Sustainability at centre of Infrastructure Australia 2021 plan

Infrastructure Australia has released a 15-year vision of what it thinks infrastructure investment and delivery should look like in a post-pandemic, climate-compromised world.

Romilly Madew

The 2021 Australian Infrastructure Plan highlights a number of priorities for the nation’s multi-billion infrastructure spend, including supporting growth in regional centres, digitisation and sustainability.

It also calls for more transparency and collaboration in delivering the infrastructure pipeline, including procurement reform.

The plan covers key areas for investment including place-based intitiatives; telecommunications and digitisation; transport; sustainability; transitioning to a circular economy; and – for the first time – water security and social infrastructure.

Infrastructure Australia CEO Romilly Madew says infrastructure investment is at record levels in Australia, with a historic $110 billion commitment from the federal government.

“The 2021 Plan highlights the importance of leveraging this investment through targeted reform to deliver better infrastructure services for our communities,” she said.

“We have seen significant investment in the infrastructure sector since the start of the pandemic, but to drive the next phase of the national recovery, we need to pursue reforms that unlock the full benefits of stimulus spending.”

Lasting reform would require higher levels collaboration between the federal government and its state, territory and local counterparts, she said.

Planning for a low emissions future

The Infrastructure Sustainability Council has applauded what it says is an emphasis on sustainability and resilience in the report.

CEO Ainsley Simpson says that’s in line with the council’s own strategic plan, which seeks to embed sustainability into decisions about infrastructure.

“We support systemic reform and are pleased to see a plan that advances infrastructure policy, planning and procurement for a resilient, inclusive and low-emission future,” she said.

Her views were echoed by Property Council CEO Ken Morrison, who said the plan recognised the role of the built environment in in achieving a net zero economy, including proposing a range of measures to encourage buildings to become more energy efficient.

The built environment accounts for a quarter of Australia’s greenhouse emissions, so it has an important role in the solution to this challenge.

Ken Morrison

“The built environment accounts for a quarter of Australia’s greenhouse gas emissions, so it has an important role in the solution to this challenge,” he said.
= = = = =
YOUR TASK:
In the article on the 2021 infrastructure plan, rewrite the passage starting with "The 2021 Australian" and going on through "digitisation and sustainability.", putting "country towns" in place of "regional centres".

MATERIAL PROVIDED:
= = = = =
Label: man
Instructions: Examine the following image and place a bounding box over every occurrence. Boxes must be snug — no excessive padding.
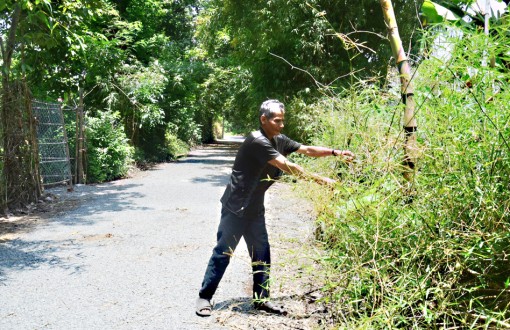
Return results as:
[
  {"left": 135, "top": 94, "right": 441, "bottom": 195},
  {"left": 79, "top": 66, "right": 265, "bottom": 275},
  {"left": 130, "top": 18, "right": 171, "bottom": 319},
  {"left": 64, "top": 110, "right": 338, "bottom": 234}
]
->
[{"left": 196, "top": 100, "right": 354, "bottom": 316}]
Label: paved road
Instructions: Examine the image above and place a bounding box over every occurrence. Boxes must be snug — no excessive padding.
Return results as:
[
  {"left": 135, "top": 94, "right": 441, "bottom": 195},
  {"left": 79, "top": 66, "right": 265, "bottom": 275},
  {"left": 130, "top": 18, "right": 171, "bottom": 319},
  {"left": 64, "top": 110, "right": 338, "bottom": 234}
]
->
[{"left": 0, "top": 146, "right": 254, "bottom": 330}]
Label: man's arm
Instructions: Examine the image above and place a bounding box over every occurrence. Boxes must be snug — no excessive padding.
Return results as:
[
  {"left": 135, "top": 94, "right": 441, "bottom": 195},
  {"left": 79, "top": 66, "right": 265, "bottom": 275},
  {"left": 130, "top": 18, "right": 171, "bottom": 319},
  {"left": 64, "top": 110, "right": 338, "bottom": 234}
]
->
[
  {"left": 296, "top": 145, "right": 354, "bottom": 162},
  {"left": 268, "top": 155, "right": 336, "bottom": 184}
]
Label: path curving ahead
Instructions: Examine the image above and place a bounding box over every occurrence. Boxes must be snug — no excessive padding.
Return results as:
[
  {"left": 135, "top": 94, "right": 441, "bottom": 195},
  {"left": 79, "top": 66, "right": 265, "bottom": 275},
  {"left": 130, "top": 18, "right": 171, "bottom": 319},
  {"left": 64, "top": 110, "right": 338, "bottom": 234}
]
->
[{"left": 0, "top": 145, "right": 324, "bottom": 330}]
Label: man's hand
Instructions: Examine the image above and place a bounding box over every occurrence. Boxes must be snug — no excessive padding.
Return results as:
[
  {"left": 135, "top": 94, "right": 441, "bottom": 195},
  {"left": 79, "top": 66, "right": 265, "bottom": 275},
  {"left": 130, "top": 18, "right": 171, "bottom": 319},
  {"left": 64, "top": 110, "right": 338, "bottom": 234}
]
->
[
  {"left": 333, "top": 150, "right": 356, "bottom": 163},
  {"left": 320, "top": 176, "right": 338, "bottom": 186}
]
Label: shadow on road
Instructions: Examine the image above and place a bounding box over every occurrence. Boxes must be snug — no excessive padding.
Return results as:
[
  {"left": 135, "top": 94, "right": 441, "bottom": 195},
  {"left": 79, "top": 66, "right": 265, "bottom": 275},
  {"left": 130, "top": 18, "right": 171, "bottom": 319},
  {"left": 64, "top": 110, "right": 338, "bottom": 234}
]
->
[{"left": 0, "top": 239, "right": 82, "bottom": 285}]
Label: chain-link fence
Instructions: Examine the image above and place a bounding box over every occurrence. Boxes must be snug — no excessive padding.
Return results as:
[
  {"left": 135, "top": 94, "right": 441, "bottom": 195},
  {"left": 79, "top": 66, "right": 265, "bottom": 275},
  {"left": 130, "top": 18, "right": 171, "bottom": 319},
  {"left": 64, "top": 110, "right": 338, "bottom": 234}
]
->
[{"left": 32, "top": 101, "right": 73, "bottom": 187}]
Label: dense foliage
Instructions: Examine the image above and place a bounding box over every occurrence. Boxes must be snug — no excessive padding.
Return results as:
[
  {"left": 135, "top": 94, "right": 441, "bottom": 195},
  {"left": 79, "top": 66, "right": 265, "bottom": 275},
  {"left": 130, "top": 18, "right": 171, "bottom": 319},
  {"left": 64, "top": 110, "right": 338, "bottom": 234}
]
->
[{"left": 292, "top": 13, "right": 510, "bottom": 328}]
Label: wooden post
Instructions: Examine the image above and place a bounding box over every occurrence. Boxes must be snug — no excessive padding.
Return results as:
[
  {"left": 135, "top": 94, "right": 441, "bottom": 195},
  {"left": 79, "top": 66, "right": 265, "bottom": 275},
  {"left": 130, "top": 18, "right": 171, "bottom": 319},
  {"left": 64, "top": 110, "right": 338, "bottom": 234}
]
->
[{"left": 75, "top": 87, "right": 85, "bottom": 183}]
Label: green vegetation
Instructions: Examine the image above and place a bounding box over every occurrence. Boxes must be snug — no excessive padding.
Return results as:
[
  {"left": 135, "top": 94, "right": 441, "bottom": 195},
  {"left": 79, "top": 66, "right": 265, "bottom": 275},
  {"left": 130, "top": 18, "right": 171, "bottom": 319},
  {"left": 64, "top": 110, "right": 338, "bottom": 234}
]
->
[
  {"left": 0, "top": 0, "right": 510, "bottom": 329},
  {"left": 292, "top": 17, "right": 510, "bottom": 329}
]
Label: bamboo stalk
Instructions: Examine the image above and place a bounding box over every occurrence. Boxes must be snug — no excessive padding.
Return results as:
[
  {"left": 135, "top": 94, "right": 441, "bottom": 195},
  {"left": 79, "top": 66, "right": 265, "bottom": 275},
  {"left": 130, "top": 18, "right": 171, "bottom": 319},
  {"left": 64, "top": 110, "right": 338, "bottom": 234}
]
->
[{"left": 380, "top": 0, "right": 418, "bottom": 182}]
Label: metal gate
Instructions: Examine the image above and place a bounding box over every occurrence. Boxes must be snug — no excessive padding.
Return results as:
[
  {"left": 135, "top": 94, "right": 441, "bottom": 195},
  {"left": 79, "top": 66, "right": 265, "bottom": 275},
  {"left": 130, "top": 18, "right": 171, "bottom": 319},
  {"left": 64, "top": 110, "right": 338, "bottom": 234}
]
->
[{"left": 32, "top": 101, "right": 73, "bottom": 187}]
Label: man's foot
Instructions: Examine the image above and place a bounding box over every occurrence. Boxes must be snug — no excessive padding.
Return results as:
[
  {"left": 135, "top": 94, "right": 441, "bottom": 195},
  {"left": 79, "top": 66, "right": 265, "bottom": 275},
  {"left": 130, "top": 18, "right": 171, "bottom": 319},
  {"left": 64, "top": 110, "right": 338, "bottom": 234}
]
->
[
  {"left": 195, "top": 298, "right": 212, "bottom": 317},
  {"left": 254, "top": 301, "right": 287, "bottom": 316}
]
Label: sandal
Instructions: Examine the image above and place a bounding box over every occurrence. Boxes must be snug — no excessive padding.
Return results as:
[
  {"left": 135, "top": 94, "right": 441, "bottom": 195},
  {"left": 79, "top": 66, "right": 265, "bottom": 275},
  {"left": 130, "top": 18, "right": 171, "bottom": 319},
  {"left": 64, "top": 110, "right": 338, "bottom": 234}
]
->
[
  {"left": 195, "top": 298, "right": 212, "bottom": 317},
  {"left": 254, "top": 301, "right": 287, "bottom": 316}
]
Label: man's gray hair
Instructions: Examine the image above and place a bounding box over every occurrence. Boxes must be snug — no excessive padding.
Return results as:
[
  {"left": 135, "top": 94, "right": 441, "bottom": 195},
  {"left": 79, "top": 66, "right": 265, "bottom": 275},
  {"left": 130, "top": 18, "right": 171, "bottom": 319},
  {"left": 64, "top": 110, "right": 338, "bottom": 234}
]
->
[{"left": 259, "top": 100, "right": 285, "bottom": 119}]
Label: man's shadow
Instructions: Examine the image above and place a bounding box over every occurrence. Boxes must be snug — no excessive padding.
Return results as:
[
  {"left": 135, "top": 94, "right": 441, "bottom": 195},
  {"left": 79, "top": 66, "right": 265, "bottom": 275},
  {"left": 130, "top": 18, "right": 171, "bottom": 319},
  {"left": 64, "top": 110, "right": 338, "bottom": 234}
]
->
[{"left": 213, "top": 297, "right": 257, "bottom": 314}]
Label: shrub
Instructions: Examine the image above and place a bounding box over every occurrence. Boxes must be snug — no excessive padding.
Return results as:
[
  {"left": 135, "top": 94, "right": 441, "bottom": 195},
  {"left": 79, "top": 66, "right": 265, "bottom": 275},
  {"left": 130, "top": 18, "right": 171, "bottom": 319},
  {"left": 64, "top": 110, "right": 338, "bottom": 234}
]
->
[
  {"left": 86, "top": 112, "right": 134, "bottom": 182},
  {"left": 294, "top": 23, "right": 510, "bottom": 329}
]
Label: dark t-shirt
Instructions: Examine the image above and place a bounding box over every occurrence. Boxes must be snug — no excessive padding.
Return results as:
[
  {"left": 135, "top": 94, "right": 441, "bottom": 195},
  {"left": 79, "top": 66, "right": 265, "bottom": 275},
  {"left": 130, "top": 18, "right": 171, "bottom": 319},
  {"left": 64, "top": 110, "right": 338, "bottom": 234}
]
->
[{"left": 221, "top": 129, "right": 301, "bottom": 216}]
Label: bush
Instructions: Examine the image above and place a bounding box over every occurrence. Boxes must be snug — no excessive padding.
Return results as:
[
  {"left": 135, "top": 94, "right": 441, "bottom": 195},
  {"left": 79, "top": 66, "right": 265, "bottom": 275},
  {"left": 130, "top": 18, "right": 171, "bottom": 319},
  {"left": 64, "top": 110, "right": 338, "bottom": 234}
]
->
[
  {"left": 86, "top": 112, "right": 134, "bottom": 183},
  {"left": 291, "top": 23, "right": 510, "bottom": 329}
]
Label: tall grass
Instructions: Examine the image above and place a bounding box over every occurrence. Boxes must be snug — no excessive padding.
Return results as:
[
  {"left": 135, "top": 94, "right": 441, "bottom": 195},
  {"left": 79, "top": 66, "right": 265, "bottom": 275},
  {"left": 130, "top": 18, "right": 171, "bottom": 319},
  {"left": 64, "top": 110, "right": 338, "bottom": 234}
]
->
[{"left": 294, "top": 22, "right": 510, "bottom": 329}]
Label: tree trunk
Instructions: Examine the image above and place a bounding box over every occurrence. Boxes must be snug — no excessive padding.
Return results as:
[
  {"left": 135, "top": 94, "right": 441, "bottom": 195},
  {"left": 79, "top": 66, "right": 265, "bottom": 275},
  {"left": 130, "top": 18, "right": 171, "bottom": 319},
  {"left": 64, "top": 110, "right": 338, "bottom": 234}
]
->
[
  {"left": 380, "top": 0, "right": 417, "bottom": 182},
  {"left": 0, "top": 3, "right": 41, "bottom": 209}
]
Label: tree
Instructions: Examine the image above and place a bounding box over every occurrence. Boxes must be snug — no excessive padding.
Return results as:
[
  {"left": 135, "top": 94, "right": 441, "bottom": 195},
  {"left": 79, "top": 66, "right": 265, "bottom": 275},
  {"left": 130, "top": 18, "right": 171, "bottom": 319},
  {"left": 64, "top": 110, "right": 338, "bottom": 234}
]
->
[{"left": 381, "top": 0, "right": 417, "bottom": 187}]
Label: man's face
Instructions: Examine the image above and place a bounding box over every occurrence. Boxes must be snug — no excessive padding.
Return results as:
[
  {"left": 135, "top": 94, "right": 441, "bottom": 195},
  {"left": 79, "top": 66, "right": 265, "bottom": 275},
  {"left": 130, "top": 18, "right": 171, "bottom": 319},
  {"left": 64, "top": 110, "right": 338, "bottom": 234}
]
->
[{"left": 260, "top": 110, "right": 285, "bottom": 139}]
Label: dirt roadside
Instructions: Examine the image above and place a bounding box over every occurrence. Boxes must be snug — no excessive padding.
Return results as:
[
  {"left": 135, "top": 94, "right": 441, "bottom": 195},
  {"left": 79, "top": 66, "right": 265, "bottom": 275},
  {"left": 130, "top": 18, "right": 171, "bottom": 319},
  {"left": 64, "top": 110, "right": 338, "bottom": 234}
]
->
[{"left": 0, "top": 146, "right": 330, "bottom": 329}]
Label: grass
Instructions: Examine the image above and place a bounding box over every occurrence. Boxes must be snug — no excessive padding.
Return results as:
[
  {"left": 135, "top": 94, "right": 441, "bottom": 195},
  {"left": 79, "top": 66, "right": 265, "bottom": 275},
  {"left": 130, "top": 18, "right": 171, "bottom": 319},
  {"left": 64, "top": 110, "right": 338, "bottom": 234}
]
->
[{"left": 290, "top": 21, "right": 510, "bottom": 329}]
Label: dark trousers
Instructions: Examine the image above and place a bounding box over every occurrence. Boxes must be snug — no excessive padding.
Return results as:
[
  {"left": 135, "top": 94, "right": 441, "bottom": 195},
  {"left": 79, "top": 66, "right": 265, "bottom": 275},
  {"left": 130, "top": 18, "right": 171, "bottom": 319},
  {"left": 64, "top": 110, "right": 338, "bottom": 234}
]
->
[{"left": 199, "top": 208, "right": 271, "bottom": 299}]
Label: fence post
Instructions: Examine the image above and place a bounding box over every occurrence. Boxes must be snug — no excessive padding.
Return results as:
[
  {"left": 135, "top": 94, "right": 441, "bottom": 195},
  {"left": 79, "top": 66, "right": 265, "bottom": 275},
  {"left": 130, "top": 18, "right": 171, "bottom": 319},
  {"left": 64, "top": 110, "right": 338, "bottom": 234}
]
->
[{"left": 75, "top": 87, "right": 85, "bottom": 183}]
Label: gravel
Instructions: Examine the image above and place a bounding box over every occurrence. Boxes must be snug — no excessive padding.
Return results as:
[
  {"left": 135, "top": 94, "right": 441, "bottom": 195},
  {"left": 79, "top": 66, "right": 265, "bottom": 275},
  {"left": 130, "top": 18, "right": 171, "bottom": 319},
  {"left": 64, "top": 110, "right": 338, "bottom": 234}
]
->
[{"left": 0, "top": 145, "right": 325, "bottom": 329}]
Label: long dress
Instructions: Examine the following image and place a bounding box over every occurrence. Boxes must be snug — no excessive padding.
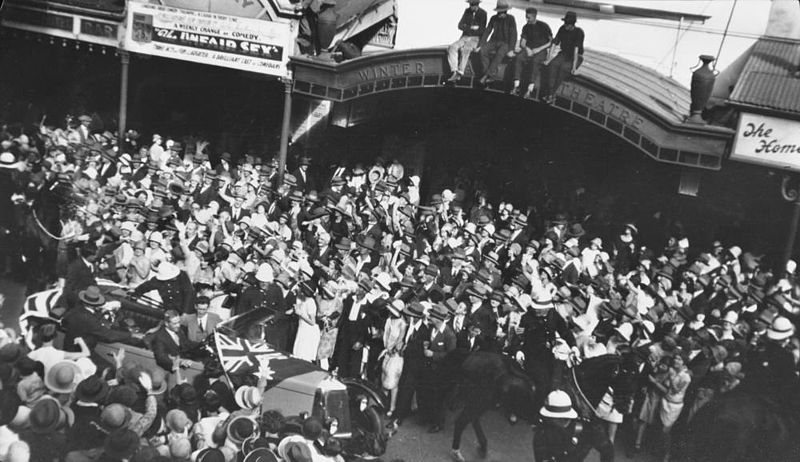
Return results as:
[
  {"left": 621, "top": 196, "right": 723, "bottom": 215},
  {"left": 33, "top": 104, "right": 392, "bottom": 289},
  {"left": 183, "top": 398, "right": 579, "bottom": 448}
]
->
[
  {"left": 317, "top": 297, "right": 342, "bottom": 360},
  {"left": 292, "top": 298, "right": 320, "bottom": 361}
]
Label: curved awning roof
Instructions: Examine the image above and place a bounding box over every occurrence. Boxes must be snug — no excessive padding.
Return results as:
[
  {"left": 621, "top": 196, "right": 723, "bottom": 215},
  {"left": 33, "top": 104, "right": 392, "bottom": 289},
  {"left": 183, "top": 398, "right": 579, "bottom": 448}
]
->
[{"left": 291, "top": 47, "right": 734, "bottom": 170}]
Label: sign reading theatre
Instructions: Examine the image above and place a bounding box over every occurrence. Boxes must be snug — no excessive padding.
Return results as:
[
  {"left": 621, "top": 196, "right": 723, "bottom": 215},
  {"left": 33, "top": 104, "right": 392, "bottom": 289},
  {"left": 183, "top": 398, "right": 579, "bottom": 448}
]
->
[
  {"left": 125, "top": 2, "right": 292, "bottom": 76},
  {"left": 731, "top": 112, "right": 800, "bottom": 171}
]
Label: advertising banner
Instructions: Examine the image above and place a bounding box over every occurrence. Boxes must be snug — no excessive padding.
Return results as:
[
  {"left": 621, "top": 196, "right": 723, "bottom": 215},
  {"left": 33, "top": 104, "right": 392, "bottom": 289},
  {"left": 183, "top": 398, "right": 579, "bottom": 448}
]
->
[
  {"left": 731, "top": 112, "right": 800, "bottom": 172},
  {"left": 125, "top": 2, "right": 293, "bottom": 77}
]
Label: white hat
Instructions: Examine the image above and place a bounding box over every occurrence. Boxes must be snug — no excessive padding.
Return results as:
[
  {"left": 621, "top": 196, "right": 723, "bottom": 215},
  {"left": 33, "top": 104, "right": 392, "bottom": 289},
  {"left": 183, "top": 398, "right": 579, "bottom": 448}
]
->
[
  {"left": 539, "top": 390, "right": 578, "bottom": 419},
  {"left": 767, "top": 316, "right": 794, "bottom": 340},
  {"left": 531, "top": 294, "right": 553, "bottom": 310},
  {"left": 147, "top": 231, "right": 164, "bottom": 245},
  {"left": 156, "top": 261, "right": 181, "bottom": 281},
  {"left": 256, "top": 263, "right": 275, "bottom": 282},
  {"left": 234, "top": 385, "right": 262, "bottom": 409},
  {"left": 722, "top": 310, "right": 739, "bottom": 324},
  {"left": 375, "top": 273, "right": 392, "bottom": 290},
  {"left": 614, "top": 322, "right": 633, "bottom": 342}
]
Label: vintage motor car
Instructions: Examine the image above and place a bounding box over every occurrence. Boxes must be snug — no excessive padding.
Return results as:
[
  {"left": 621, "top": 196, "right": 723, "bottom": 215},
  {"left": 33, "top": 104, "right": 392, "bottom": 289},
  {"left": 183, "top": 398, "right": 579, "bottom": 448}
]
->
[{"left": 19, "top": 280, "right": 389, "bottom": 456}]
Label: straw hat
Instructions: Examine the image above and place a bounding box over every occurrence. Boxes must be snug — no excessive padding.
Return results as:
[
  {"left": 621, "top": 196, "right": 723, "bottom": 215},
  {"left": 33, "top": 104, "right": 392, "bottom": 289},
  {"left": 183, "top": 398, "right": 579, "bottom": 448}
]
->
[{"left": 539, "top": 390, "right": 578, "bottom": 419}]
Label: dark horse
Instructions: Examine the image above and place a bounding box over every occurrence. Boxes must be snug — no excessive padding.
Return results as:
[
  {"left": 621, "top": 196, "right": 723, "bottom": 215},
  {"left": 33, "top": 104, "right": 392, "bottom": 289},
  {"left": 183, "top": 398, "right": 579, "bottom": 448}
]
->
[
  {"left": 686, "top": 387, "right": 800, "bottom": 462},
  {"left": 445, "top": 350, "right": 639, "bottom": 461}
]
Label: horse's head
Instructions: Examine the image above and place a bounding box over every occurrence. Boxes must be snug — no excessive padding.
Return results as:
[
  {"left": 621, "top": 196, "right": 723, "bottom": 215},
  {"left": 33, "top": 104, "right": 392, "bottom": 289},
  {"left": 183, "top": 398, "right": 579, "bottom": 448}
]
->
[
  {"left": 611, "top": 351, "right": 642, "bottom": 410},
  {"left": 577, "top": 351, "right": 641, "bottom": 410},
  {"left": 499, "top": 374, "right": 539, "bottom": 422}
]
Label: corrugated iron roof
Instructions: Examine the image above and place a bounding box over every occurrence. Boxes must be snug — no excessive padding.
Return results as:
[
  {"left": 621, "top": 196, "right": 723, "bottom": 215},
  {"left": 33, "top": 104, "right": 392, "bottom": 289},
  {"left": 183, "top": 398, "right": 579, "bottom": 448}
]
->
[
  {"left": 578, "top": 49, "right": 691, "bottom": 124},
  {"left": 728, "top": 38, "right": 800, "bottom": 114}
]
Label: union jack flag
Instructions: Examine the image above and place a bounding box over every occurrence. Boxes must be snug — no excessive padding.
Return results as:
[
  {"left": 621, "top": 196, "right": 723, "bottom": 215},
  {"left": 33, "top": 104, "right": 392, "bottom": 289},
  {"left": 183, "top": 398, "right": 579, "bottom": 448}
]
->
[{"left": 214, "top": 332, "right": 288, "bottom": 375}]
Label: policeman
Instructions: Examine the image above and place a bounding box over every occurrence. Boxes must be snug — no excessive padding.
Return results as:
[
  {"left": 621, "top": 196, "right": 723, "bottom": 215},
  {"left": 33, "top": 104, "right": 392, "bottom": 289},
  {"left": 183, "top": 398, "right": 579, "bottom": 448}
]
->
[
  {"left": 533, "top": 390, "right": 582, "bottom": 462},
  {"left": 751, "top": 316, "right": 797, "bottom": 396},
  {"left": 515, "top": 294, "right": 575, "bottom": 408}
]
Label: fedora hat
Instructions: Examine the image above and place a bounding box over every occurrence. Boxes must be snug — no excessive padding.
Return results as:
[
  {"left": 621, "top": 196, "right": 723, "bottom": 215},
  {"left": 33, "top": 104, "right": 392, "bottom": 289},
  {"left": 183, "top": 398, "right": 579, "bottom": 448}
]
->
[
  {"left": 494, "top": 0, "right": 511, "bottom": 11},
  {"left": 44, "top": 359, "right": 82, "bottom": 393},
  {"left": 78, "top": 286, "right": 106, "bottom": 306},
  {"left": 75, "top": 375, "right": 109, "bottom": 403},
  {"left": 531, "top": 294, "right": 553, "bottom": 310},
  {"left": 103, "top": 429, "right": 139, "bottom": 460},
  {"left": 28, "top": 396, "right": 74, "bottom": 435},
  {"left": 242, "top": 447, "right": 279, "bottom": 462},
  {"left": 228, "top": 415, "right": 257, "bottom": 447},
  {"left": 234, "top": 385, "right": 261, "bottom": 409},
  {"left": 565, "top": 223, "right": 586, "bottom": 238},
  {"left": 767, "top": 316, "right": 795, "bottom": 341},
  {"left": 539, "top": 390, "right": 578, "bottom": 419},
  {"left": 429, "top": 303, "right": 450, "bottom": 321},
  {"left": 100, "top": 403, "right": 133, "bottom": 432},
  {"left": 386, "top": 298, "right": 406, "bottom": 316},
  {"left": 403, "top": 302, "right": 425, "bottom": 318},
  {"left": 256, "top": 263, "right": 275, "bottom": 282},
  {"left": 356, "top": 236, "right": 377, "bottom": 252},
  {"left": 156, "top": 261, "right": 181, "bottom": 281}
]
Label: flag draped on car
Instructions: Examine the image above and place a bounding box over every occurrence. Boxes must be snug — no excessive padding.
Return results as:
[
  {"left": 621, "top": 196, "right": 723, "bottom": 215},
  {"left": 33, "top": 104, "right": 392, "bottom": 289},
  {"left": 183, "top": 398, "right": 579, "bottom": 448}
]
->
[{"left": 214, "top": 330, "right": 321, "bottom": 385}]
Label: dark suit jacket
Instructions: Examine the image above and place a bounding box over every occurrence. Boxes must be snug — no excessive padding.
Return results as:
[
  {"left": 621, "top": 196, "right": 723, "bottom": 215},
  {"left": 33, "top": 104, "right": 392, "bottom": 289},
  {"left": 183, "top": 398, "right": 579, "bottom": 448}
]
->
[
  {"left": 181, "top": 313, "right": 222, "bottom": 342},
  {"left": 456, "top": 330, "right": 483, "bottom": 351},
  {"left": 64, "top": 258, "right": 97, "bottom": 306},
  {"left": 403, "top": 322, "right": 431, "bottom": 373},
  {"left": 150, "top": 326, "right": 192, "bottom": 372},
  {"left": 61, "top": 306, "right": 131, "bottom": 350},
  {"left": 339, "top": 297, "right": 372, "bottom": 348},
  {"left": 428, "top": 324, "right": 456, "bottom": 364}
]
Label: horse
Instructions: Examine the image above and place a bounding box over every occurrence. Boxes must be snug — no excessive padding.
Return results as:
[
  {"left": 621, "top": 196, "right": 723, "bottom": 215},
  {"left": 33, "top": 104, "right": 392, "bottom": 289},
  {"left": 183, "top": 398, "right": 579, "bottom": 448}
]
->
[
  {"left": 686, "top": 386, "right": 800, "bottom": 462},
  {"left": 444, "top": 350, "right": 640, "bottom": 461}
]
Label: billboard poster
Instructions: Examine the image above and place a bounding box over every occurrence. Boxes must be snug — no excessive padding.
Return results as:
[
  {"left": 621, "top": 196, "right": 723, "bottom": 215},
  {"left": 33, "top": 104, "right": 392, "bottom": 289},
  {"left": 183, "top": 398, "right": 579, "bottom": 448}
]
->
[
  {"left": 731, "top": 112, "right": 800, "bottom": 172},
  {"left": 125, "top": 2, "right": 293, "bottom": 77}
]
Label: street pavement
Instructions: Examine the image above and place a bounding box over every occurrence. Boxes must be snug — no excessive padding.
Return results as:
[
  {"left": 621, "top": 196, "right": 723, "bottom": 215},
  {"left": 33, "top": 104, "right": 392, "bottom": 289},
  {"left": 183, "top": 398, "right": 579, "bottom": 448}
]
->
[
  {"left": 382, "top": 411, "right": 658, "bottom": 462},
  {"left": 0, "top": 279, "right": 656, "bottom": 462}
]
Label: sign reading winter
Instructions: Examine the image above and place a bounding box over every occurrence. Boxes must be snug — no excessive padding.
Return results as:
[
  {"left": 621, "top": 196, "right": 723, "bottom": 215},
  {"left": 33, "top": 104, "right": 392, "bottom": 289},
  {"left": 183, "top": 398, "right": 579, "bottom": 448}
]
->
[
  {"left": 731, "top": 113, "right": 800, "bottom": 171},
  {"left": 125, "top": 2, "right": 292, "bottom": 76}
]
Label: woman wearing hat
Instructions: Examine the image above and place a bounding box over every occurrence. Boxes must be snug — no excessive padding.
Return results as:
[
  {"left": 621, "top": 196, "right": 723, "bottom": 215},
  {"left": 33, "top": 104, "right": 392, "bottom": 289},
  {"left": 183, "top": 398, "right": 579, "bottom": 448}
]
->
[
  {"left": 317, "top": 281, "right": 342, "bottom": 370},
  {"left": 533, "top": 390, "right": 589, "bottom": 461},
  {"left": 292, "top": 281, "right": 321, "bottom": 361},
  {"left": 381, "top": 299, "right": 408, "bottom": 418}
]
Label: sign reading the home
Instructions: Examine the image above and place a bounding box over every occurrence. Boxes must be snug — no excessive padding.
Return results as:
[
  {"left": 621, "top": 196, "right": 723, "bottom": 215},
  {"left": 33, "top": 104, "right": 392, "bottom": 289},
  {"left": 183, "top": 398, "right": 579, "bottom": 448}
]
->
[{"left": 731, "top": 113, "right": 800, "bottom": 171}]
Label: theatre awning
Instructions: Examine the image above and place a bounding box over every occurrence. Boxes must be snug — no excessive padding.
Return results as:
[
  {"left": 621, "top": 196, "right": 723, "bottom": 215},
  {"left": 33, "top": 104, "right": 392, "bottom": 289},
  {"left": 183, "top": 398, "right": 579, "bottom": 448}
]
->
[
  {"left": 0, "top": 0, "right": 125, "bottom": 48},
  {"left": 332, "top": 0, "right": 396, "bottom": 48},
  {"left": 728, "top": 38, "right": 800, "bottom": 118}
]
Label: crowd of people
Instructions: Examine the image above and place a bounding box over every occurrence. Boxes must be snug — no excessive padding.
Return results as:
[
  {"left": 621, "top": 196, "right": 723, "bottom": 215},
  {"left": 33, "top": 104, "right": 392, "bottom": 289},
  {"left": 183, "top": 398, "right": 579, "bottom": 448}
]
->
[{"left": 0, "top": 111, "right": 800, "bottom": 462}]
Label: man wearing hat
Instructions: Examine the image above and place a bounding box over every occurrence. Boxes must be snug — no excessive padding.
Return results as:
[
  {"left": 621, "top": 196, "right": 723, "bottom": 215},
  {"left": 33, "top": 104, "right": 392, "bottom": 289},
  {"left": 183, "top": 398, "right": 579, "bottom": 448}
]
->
= = = = =
WRITTEN RESPONSE:
The 2021 Australian Infrastructure Plan highlights a number of priorities for the nation’s multi-billion infrastructure spend, including supporting growth in country towns, digitisation and sustainability.